__Material zur Aufgabe__.
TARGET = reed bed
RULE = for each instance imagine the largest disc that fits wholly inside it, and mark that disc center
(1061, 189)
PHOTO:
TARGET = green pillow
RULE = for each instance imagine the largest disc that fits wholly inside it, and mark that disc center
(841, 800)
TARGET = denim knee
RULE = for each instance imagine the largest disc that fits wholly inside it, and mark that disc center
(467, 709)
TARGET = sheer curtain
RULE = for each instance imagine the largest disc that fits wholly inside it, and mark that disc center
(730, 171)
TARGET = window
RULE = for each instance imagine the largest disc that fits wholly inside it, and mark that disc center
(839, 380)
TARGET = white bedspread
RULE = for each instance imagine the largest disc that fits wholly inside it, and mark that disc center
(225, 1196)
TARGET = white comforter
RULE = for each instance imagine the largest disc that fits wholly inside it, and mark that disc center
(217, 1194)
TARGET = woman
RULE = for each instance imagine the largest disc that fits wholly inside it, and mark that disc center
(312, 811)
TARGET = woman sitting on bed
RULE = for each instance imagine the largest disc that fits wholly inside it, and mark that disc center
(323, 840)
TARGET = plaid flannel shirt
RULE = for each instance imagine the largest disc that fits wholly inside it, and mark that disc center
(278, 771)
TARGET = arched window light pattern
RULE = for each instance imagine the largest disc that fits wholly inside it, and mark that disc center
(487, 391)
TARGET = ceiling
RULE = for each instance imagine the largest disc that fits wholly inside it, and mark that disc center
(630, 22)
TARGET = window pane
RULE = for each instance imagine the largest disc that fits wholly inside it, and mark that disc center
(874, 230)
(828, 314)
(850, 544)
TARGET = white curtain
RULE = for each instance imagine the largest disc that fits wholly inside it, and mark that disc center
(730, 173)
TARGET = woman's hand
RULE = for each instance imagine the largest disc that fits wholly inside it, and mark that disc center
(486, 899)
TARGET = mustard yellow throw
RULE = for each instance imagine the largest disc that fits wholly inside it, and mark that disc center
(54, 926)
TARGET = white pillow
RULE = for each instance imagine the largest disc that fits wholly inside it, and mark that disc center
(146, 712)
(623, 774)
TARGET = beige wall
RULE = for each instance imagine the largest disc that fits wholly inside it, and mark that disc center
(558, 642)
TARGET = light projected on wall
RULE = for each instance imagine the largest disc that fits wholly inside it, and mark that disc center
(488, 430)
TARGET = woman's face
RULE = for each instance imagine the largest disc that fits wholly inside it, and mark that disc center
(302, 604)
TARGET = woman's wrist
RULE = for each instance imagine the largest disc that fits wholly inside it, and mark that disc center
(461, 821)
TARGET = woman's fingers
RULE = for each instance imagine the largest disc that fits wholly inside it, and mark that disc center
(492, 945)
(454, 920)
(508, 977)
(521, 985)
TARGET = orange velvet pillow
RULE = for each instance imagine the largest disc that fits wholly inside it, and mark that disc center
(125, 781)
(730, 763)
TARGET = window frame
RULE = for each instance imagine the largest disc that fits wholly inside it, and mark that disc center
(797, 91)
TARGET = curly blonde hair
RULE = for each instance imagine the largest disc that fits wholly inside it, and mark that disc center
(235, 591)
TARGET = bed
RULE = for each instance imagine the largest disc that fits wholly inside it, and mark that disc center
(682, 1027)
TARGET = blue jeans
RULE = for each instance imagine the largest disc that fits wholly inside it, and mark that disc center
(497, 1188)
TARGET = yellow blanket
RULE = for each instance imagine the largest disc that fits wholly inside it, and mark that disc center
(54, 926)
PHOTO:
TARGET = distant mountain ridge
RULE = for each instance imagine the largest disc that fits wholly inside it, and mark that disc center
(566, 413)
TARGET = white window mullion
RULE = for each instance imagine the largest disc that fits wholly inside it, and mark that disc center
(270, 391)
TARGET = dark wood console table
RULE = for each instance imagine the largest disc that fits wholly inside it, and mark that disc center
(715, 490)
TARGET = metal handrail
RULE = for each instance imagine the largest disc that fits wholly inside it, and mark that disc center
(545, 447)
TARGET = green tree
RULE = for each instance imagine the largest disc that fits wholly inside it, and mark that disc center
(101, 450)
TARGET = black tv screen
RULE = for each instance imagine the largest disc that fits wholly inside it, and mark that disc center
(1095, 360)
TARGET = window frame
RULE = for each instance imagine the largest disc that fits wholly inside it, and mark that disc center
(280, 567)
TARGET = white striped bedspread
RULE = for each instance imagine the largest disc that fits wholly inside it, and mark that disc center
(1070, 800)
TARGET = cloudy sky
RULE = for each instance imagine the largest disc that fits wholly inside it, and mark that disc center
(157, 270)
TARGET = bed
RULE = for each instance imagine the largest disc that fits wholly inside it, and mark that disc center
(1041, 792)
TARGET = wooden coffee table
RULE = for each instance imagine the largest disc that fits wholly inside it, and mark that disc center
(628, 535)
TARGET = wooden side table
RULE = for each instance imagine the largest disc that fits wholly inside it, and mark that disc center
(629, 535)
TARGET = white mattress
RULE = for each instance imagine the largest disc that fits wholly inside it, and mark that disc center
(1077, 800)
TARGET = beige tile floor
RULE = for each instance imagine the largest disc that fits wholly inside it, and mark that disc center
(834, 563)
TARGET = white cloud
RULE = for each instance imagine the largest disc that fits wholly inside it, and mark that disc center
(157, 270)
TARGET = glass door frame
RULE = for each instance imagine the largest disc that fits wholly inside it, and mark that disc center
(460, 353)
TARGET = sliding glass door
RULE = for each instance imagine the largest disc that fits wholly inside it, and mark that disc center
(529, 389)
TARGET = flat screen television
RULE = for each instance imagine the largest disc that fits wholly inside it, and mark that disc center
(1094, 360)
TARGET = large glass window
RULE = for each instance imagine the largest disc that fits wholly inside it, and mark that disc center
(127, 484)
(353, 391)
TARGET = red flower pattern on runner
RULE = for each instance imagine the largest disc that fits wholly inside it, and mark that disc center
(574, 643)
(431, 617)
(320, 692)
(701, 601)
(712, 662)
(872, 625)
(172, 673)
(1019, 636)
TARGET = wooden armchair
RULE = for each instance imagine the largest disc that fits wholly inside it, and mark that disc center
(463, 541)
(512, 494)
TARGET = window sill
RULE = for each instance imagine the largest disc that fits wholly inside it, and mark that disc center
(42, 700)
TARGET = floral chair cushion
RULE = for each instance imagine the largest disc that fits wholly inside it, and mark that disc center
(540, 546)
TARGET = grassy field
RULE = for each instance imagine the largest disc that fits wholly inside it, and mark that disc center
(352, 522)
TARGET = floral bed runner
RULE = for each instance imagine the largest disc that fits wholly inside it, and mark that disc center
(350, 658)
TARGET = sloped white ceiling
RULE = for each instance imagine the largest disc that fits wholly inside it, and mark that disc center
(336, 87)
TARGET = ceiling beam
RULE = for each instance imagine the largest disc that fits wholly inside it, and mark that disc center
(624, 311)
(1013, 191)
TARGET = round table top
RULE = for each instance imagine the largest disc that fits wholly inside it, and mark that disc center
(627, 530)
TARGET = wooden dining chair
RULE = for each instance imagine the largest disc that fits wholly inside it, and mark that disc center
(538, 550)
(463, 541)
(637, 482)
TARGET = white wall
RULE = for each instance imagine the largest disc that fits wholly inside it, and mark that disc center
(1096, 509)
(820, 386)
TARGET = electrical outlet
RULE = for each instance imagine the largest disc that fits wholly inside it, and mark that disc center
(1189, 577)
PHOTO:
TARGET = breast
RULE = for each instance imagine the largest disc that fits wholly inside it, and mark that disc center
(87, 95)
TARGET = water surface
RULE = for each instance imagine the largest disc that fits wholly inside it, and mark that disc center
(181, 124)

__Arbeitsauftrag__. Geben Sie sämtliche oben stehenden Zeilen wörtlich und ohne jede Änderung wieder.

__Lösung__.
TARGET = reed bed
RULE = for each instance imagine the largest disc that fits wholly inside it, and mark that disc center
(1061, 189)
PHOTO:
TARGET = green pillow
RULE = for each instance imagine the largest disc that fits wholly inside it, and mark that disc center
(841, 800)
TARGET = denim knee
RULE = for each instance imagine the largest disc that fits wholly inside it, and mark that disc center
(467, 709)
TARGET = sheer curtain
RULE = for each instance imagine the largest disc that fits wholly inside it, and mark that disc center
(730, 171)
TARGET = window
RULE = for each instance imagine the largest disc that fits wholly inside it, and mark that disc center
(839, 380)
TARGET = white bedspread
RULE = for each instance imagine the largest disc that fits wholly inside it, and mark that disc center
(225, 1196)
TARGET = white comforter
RULE = for each instance imagine the largest disc that fits wholly inside it, and mark that disc center
(217, 1194)
TARGET = woman
RULE = for each instance imagine the largest disc that fits wholly inside it, and mark that disc center
(312, 811)
TARGET = woman sitting on bed
RULE = for each instance imagine the largest disc that fits wholly inside it, and mark that disc center
(323, 840)
TARGET = plaid flannel shirt
RULE = for each instance imagine the largest disc that fits wholly inside it, and mark that disc center
(278, 771)
TARGET = arched window light pattern
RULE = for each instance imagine the largest disc that fits wholly inside it, and mark that disc center
(487, 391)
TARGET = ceiling
RULE = for each instance imagine the largest disc that fits wholly inside it, and mark that disc center
(630, 22)
TARGET = window pane
RULE = for each instance imagine the largest disc that fits wholly inside it, and mark that disc center
(874, 230)
(828, 314)
(850, 544)
TARGET = white curtain
RULE = for each instance imagine the largest disc that fits wholly inside it, and mark that disc center
(730, 173)
TARGET = woman's hand
RULE = for each instance imagine the largest disc that fits wholly inside it, and mark that disc center
(486, 899)
TARGET = mustard yellow throw
RULE = for each instance imagine the largest disc that fits wholly inside it, and mark that disc center
(54, 926)
TARGET = white pillow
RULE = for each instance imagine the largest disc that fits wholly inside it, and mark that disc center
(146, 712)
(623, 774)
TARGET = beige wall
RULE = for each instance imagine the largest disc that fits wholly inside it, and mark that disc center
(558, 642)
TARGET = light projected on wall
RULE = for each instance imagine the largest disc that fits wholly inside it, and mark that disc center
(488, 430)
TARGET = woman's face
RULE = for each instance imagine the largest disc that fits wholly inside it, and mark that disc center
(302, 604)
TARGET = woman's wrist
RULE = for each instance imagine the largest disc that fits wholly inside it, and mark that disc center
(461, 821)
TARGET = woman's fingers
RULE = for each instance imagine the largest disc that fits wholly inside it, and mark that disc center
(492, 945)
(454, 920)
(508, 977)
(521, 985)
TARGET = orange velvet pillow
RULE = for each instance imagine the largest disc that fits wholly inside it, and mark that disc center
(125, 781)
(730, 763)
TARGET = window frame
RULE = for each instance imagine the largest disc that fits wholly inside it, and mark that disc center
(797, 91)
TARGET = curly blonde hair
RULE = for each instance imagine the largest disc that fits wholly inside it, and mark that disc center
(235, 591)
TARGET = bed
RULE = for each instance imagine the largest disc that fits wholly inside it, and mark that disc center
(682, 1027)
TARGET = blue jeans
RULE = for each instance imagine the largest disc that fits wholly inside it, and mark that disc center
(497, 1188)
TARGET = yellow blanket
RULE = for each instance imagine the largest disc that fits wholly inside it, and mark that disc center
(54, 926)
PHOTO:
TARGET = distant mountain ridge
RULE = for each instance imagine the largest disc that fits wholly inside it, and mark that disc center
(566, 413)
TARGET = white window mullion
RULE = for each instance imagine the largest disc that fits wholly inside it, and mark that disc center
(270, 391)
TARGET = dark wood console table
RULE = for each instance imagine the largest disc that fits wholly inside it, and mark that disc center
(715, 490)
TARGET = metal handrail
RULE = for each instance imagine the largest disc that fits wholly inside it, and mark that disc center
(545, 447)
TARGET = green tree
RULE = for each instance imagine the largest disc that fits wholly inside it, and mark that disc center
(101, 450)
TARGET = black tv screen
RULE = for each instance imagine the largest disc that fits wholly inside it, and mark that disc center
(1095, 360)
TARGET = window frame
RULE = for each instance imagine the largest disc that fits wholly inside it, and mark that disc center
(280, 567)
TARGET = white striped bedspread
RULE = for each instance imagine the largest disc that fits wholly inside it, and mark that disc center
(1070, 800)
TARGET = cloudy sky
RULE = for each instance imagine the largest disc that fits wholly inside it, and mark that disc center
(157, 270)
TARGET = bed
RULE = for each instance imagine the largest disc that fits wholly inside it, and mark that disc center
(1041, 792)
TARGET = wooden coffee table
RULE = for each instance imagine the largest disc that fits wholly inside it, and mark that disc center
(628, 535)
TARGET = wooden side table
RULE = for each instance imagine the largest disc that fits wholly inside it, and mark that disc center
(629, 535)
TARGET = white mattress
RULE = for each instance imagine the largest disc that fits wholly inside it, and mark that disc center
(1077, 800)
TARGET = beige tile floor
RULE = for each instance imagine the largest disc that fits wholly inside it, and mark that disc center
(834, 563)
TARGET = white cloud
RULE = for each instance imagine the largest disc that fits wholly inside it, and mark that disc center
(157, 270)
TARGET = glass door frame
RULE = for each instance imagine the largest disc that fits wholly inside it, and mark that disc center
(460, 353)
TARGET = sliding glass door
RULE = for each instance imagine the largest disc that fits wholly inside it, and mark that disc center
(529, 389)
TARGET = flat screen television
RULE = for each instance imagine the largest disc that fits wholly inside it, and mark that disc center
(1094, 360)
TARGET = large glass window
RULE = for each instance imagine the largest disc that fits wholly inside it, and mark that disc center
(127, 484)
(353, 391)
TARGET = red flower pattern on runner
RULE = for each instance imagine the largest disc that fits wholly inside it, and mark that disc center
(574, 643)
(431, 617)
(320, 692)
(701, 601)
(712, 662)
(872, 625)
(172, 673)
(1019, 636)
TARGET = wooden armchair
RULE = for each instance imagine the largest disc that fits wholly inside it, and mark that disc center
(463, 541)
(512, 494)
TARGET = window sill
RULE = for each instance imagine the largest disc that fits wholly inside it, and mark that disc center
(42, 700)
TARGET = floral chair cushion
RULE = for each instance imagine the largest disc that fits wholly inside it, and mark that disc center
(540, 546)
TARGET = grassy field
RULE = for each instance imagine the largest disc that fits wholly inside it, and mark that disc center
(352, 522)
TARGET = floral bed runner
RULE = for each instance imagine the largest disc that fits wholly inside it, and mark that disc center
(350, 658)
TARGET = sloped white ceiling
RULE = for each instance imagine the largest disc that fits wholly inside it, and mark that disc center
(336, 87)
TARGET = ceiling beam
RULE = for each instance imagine the largest disc that fits wholly inside it, and mark that disc center
(624, 311)
(1013, 191)
TARGET = round table top
RULE = for each instance imagine the largest disc that fits wholly inside it, and mark that disc center
(627, 530)
TARGET = wooden dining chair
RULE = for each instance imagine the largest disc that fits wholly inside it, and mark that disc center
(538, 550)
(463, 541)
(637, 482)
TARGET = white wall
RULE = for each instance imagine the largest disc that fits wholly inside it, and mark that disc center
(1096, 509)
(820, 386)
TARGET = electrical outlet
RULE = for each instance imagine the largest disc that fits wholly inside it, and mark that disc center
(1189, 577)
PHOTO:
TARGET = breast
RULE = for each instance imagine the largest disc that fits wholly inside it, and mark that disc center
(87, 95)
TARGET = water surface
RULE = for each instance imagine the largest disc that fits wholly inside it, and mark that disc center
(181, 124)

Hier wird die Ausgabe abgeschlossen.